__WORK TO COMPLETE__
Copy out the part of the records that begins with the line containing "Box each eye visible in the picture above." and ends with the line containing "120 29 125 49", unchanged and including both of those lines.

__GIVEN RECORDS__
##############################

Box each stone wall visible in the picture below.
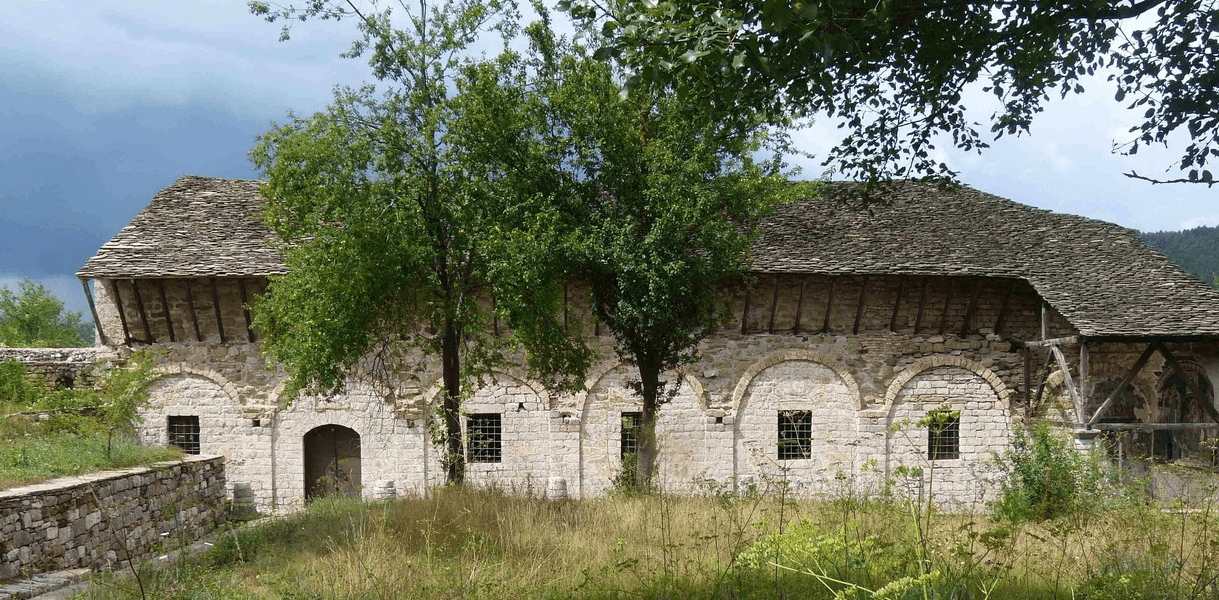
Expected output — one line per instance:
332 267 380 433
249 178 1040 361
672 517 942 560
0 456 224 580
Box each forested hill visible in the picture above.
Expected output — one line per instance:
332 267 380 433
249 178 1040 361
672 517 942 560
1139 227 1219 289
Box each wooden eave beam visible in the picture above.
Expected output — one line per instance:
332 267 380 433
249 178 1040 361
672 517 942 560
78 277 110 346
128 279 156 344
156 279 178 341
1087 341 1160 427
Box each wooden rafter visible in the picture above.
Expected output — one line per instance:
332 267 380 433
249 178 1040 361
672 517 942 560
822 276 837 333
183 279 204 341
1087 340 1159 427
851 276 868 335
156 279 178 341
128 279 156 344
791 276 808 335
211 277 228 344
889 277 906 332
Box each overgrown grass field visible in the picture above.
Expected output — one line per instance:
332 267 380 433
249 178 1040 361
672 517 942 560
84 480 1219 599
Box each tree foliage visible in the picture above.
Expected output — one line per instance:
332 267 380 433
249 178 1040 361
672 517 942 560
0 278 94 348
251 0 591 482
560 0 1219 185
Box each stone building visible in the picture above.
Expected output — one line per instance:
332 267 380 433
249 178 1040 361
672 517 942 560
77 177 1219 510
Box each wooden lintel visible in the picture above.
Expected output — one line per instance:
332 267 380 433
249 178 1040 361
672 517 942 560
961 277 983 338
128 279 156 344
1050 346 1084 421
822 276 837 333
78 277 110 346
111 279 132 346
1024 335 1079 348
914 277 931 334
1087 340 1159 424
791 276 808 335
767 274 779 333
741 283 753 335
211 277 228 344
940 277 953 335
991 279 1015 333
236 278 254 344
156 279 178 341
889 277 906 332
183 279 204 341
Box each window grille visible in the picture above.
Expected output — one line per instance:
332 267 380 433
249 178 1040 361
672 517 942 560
779 411 813 461
926 415 961 461
168 416 199 454
466 412 503 462
619 412 644 459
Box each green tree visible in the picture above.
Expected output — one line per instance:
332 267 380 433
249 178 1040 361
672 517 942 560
560 0 1219 185
250 0 591 483
0 278 94 348
470 21 811 485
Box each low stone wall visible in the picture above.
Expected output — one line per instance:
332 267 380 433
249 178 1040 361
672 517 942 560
0 456 224 580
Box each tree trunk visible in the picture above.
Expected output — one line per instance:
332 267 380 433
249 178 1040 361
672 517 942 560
635 365 661 490
440 320 466 485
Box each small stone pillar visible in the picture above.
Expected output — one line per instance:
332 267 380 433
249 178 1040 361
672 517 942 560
546 477 567 500
373 479 397 500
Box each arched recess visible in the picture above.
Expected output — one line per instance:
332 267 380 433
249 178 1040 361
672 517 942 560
577 361 711 498
733 350 864 494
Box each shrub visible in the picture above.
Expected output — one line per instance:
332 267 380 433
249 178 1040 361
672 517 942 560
995 421 1102 521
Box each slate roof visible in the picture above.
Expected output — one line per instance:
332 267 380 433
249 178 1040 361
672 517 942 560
77 176 1219 338
77 176 288 278
752 182 1219 338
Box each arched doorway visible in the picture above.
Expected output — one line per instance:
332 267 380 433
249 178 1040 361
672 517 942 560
305 424 360 501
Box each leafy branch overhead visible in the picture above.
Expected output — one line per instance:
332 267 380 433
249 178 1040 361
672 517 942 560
560 0 1219 185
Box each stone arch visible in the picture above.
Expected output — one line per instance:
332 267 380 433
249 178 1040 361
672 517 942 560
884 355 1014 412
729 349 864 415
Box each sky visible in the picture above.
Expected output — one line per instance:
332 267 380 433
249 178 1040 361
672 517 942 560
0 0 1219 315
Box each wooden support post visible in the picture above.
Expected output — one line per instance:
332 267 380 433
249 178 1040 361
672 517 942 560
183 279 204 341
822 276 837 333
236 278 254 344
211 277 228 344
767 274 779 333
940 277 953 335
851 276 868 335
991 279 1015 333
78 277 110 346
914 277 931 334
961 277 983 338
791 276 808 335
741 284 753 335
111 279 132 346
128 279 156 344
889 277 906 333
1050 346 1084 423
1087 340 1159 427
156 279 178 341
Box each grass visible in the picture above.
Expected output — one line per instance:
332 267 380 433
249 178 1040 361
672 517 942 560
73 482 1219 599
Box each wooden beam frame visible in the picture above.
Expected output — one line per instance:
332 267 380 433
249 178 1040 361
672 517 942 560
78 277 110 346
851 276 868 335
822 276 837 333
211 277 228 344
791 276 808 335
889 276 906 333
183 279 204 341
127 279 156 344
156 279 178 341
1087 340 1159 427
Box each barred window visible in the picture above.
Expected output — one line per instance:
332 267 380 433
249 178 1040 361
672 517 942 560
466 412 503 462
618 412 644 459
168 416 199 454
926 413 961 461
779 411 813 461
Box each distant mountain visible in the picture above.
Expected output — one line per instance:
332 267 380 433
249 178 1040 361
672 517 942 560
1139 227 1219 289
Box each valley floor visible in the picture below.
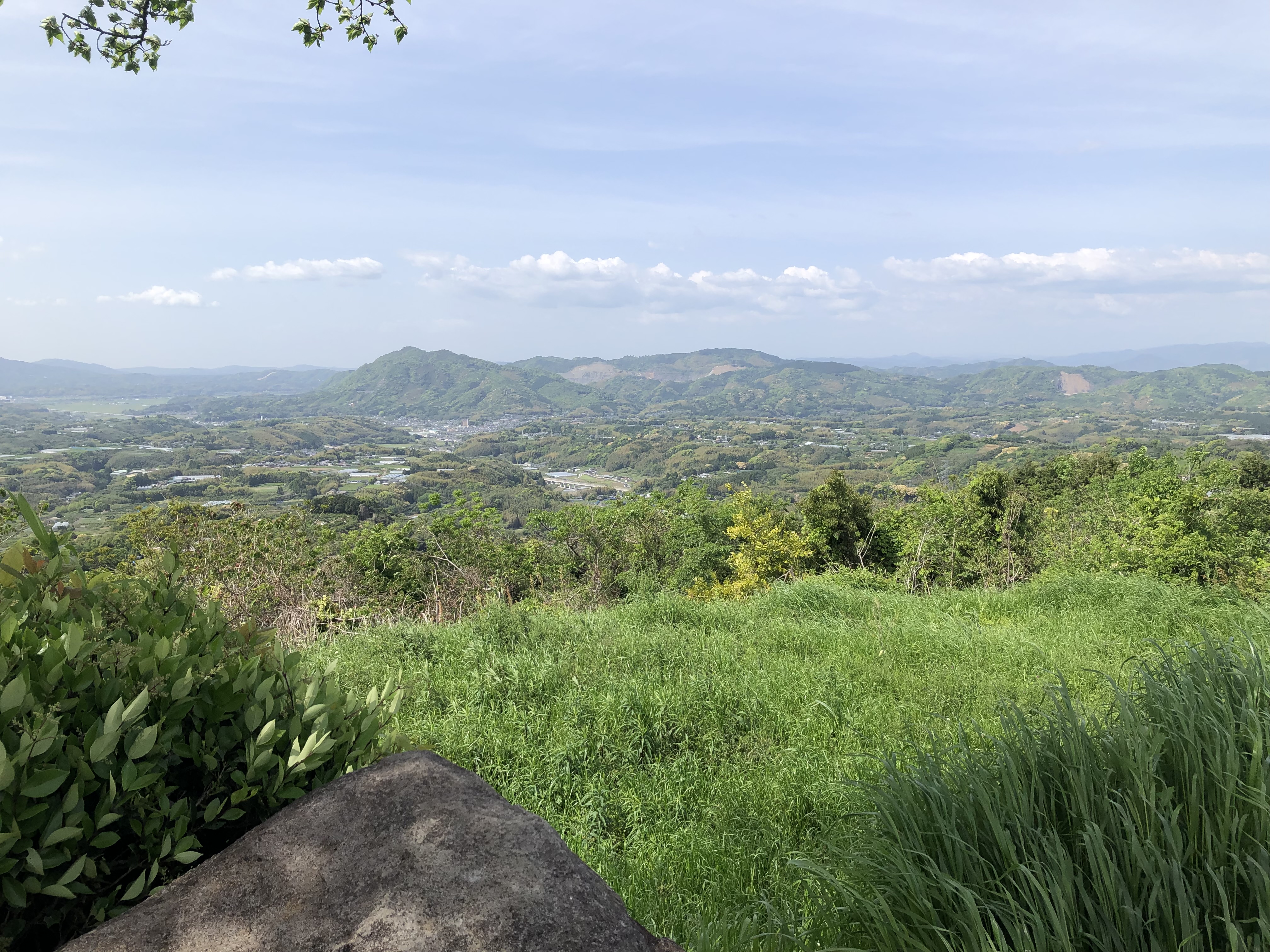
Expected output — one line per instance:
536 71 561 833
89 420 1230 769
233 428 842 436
310 575 1267 949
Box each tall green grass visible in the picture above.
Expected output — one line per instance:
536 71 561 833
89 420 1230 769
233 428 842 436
818 637 1270 952
302 576 1262 949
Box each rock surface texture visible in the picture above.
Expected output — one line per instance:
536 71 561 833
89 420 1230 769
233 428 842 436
64 751 678 952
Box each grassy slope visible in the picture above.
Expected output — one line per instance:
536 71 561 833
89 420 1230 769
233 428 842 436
312 576 1265 948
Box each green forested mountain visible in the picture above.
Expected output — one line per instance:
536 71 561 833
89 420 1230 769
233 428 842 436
176 348 1270 419
15 348 1270 419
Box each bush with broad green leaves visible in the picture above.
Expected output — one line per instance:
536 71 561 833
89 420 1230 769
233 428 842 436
0 496 403 949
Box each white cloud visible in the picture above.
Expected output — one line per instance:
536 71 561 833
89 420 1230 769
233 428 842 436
1094 294 1133 315
96 284 203 307
406 251 875 317
212 258 384 280
883 247 1270 286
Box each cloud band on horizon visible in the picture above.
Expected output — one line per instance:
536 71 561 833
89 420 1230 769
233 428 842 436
211 258 384 280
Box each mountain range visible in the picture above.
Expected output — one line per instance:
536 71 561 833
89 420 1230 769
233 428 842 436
166 348 1270 419
7 347 1270 419
811 342 1270 377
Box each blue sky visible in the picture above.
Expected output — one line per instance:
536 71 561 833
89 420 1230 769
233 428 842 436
0 0 1270 366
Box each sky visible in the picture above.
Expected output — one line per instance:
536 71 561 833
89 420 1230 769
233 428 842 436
0 0 1270 367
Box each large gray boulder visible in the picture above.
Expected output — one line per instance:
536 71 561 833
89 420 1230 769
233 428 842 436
64 751 678 952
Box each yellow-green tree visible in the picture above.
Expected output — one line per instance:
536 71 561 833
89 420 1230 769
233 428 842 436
689 489 813 598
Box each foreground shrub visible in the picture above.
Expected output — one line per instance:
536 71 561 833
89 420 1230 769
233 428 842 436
813 641 1270 952
0 498 401 949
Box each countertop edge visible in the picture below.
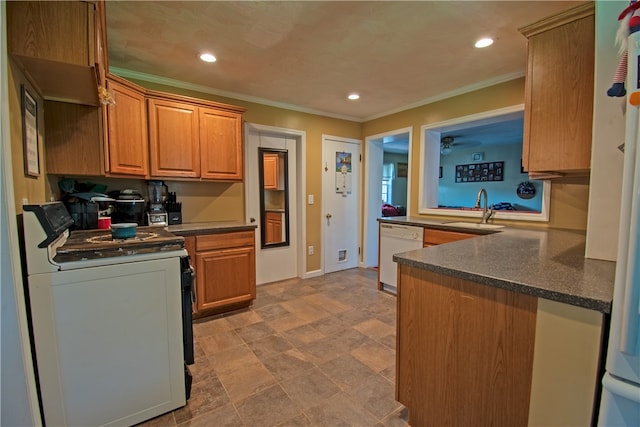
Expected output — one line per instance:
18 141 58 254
167 222 257 237
393 255 611 314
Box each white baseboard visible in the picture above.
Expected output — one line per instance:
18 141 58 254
302 270 324 279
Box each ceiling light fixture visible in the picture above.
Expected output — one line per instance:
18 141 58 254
200 53 217 62
474 37 493 48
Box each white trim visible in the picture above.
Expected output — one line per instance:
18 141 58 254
320 133 362 274
302 269 324 279
0 2 42 426
361 126 413 268
418 104 551 222
109 67 524 123
244 122 307 278
362 71 524 122
109 67 363 123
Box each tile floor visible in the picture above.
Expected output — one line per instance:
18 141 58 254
141 268 407 427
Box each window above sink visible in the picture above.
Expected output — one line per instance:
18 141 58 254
418 104 551 221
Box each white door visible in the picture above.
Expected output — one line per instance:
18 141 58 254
322 136 361 273
245 130 299 285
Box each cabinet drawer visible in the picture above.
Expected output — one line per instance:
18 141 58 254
196 231 254 252
423 228 477 246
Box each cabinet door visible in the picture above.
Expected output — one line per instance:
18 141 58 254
199 107 243 181
523 5 595 172
196 247 256 312
262 154 278 190
105 81 149 177
148 98 200 178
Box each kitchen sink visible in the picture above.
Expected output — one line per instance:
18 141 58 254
444 222 504 230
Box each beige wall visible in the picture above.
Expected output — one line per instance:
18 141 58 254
129 81 362 271
9 70 589 271
8 60 49 214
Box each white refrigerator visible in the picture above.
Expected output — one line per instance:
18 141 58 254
598 32 640 426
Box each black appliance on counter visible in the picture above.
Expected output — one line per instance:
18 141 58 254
109 190 146 225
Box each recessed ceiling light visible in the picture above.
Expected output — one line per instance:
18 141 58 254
200 53 216 62
475 38 493 48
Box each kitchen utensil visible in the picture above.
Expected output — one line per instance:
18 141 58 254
111 222 138 239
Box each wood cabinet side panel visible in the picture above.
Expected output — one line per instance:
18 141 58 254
525 16 595 171
396 265 537 426
148 99 200 178
199 107 243 181
7 1 94 66
106 81 149 176
44 101 104 176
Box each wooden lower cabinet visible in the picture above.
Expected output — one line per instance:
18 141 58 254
185 230 256 317
396 264 603 427
422 228 478 248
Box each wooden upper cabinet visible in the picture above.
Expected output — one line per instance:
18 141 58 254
44 101 105 176
104 77 149 177
6 1 106 105
262 153 278 190
520 2 595 173
199 107 243 181
148 98 200 178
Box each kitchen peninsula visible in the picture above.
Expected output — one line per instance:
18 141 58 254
380 217 615 426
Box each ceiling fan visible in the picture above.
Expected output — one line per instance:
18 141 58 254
440 136 481 156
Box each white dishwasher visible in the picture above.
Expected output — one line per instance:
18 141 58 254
378 223 424 293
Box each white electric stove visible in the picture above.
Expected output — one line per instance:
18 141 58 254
23 202 193 426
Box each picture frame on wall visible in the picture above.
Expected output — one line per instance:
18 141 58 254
398 163 409 178
21 85 40 177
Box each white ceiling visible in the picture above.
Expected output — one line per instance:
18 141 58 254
107 0 583 121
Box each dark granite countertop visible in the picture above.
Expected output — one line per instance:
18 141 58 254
379 217 615 313
167 221 257 236
54 227 184 262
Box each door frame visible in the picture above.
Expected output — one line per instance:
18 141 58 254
361 126 413 268
244 122 307 279
320 133 363 274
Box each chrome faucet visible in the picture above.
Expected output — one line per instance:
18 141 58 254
476 188 493 224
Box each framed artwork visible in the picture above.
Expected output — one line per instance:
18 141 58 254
21 85 40 177
456 162 504 182
398 163 409 178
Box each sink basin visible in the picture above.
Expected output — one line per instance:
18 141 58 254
444 222 504 230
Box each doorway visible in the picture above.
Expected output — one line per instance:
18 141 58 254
322 135 361 274
362 127 413 268
245 123 306 285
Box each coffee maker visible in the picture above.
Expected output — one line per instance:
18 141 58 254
147 181 169 227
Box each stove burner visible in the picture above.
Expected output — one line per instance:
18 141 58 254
86 231 160 243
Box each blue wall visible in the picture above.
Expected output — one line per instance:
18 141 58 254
438 142 542 211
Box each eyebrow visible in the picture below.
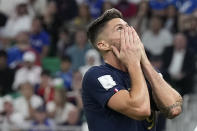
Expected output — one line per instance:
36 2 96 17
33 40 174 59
113 23 129 29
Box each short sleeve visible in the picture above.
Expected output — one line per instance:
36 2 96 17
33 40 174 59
82 67 125 107
43 32 50 46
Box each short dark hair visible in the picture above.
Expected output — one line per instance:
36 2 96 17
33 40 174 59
41 69 51 76
0 50 7 58
87 8 123 49
61 55 72 63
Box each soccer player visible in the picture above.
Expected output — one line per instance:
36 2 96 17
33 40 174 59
82 9 182 131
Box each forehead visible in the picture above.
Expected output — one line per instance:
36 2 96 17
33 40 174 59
107 18 127 28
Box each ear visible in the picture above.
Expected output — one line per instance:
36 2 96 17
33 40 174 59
96 40 111 51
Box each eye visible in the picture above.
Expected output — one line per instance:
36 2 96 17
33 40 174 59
117 26 123 31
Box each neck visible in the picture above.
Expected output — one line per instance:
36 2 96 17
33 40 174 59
103 51 127 72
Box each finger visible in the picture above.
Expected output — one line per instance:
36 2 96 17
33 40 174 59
131 27 140 44
125 27 130 45
111 46 120 58
131 27 138 44
129 27 133 43
120 29 125 49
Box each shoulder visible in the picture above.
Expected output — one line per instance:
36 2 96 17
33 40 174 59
82 65 115 88
40 30 49 37
84 65 112 79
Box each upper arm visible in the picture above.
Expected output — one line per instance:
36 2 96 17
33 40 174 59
107 90 150 120
83 68 150 120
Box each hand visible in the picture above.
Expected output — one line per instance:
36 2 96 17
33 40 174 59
112 27 141 67
132 28 149 65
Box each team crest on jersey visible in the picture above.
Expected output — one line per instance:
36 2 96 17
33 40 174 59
98 75 116 90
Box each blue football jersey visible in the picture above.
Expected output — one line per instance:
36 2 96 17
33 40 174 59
82 63 156 131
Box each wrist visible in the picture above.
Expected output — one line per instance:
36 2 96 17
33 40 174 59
127 62 141 72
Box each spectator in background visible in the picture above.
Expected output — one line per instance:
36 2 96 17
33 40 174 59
130 1 150 36
163 33 195 95
71 4 92 28
0 11 8 27
13 51 41 90
115 0 137 19
27 0 47 15
65 29 91 70
185 15 197 54
3 0 32 38
84 0 104 19
7 32 40 68
0 50 15 96
79 49 101 76
43 1 62 55
142 16 172 56
47 88 78 125
164 5 178 34
101 0 114 14
14 82 43 120
0 95 25 131
56 28 72 57
70 71 83 111
149 0 170 17
56 56 73 91
36 70 54 103
56 0 78 22
30 105 55 131
30 17 50 58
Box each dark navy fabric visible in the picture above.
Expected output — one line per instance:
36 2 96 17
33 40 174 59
82 64 155 131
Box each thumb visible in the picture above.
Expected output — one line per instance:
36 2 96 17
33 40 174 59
111 46 120 58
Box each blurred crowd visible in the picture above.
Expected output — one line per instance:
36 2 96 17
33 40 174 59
0 0 197 131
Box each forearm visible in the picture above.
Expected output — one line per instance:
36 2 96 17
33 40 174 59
128 64 150 110
142 61 182 118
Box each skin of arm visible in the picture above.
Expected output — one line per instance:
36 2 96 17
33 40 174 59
132 28 183 119
107 27 151 120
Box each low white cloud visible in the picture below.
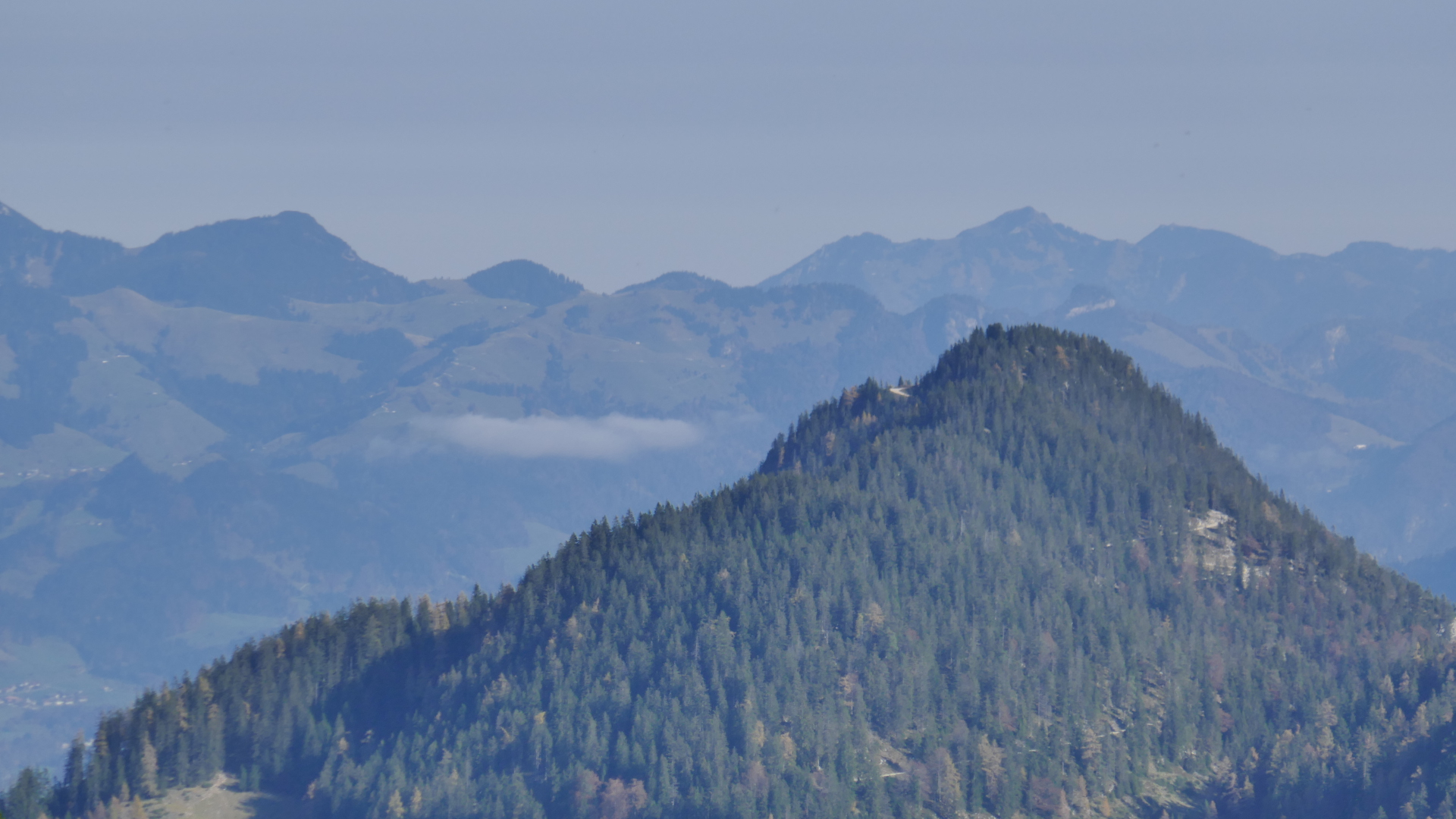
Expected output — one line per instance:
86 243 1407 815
413 413 701 460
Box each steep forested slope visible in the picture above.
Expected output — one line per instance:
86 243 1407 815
8 325 1456 819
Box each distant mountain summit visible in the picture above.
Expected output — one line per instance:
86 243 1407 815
0 206 434 318
464 259 582 307
760 207 1125 315
761 209 1456 343
34 325 1456 819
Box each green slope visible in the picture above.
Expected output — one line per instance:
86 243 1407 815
8 325 1456 819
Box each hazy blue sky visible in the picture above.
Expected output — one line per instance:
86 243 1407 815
0 0 1456 290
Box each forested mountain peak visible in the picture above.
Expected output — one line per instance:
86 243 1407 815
11 325 1456 819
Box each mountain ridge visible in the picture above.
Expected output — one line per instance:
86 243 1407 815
16 325 1456 819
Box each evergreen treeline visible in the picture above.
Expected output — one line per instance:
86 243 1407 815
6 325 1456 819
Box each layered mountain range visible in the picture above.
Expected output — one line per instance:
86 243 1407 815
6 324 1456 819
0 199 1456 770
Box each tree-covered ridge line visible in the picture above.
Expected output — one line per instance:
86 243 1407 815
8 325 1456 819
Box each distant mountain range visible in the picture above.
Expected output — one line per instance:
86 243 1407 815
0 206 1456 770
23 324 1456 819
764 209 1456 571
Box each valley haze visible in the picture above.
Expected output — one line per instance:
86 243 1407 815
0 198 1456 786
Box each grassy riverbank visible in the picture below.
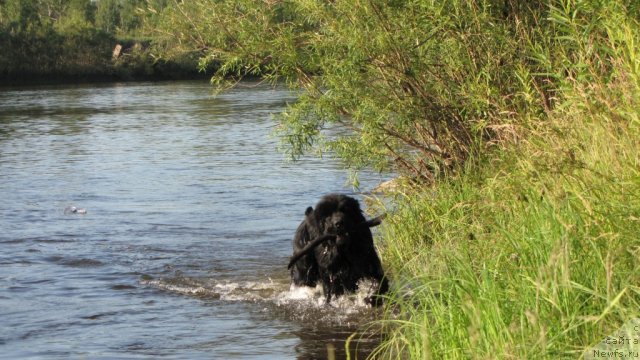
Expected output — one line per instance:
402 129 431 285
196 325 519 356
377 5 640 359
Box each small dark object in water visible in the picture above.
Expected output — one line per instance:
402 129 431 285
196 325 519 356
288 194 389 305
64 206 87 215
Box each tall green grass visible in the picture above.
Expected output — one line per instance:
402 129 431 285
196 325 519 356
374 1 640 359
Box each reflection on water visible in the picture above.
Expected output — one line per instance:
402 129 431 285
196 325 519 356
0 82 390 359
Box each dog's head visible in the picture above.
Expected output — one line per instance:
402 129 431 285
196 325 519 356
307 194 364 245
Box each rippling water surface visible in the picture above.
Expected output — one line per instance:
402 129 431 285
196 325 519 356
0 82 381 359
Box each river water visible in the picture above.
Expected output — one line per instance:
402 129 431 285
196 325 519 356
0 82 382 359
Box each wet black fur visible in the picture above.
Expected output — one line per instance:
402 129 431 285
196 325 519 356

##############################

__PROBLEM SOLUTION__
Box each eye visible in the picture above.
Expected output — one line per instance:
36 2 96 17
33 40 174 59
117 26 123 31
Box each neck visible in the picture above.
Expected output — one line per instance:
36 2 96 17
33 40 174 59
103 51 127 72
Box each finger visible in the picture above.
Expected output — one line per instance:
36 2 96 17
33 40 174 59
131 27 140 44
125 27 130 45
111 46 120 58
131 27 138 44
129 27 133 43
120 29 125 49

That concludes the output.